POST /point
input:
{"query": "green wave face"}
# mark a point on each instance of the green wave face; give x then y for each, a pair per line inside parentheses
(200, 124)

------

Present the entries above as a numbered list, omitting any blank lines.

1. POST /point
2. input:
3. {"query": "green wave face"}
4. # mark a point on each instance of the green wave face; give x then y for each, a pair per line inside parentheses
5. (200, 124)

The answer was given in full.